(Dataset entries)
+-------+

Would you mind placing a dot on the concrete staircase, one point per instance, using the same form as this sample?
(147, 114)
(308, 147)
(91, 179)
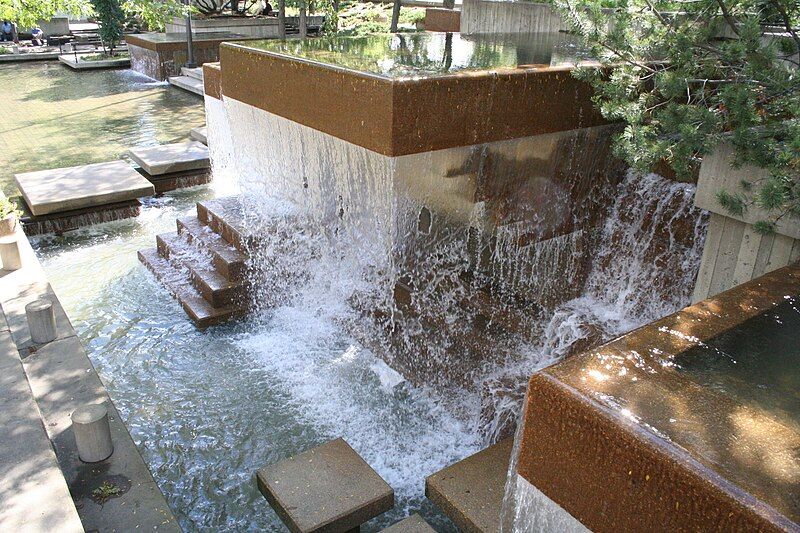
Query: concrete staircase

+-------+

• _How to complete this task_:
Exactly repeat the data above; the pictures do not belong in your copy.

• _Answer area_:
Would you mind placing a dot on the concrete staircase, one point per instance, using the same form as this sample?
(147, 114)
(308, 147)
(91, 179)
Query: concrete staircase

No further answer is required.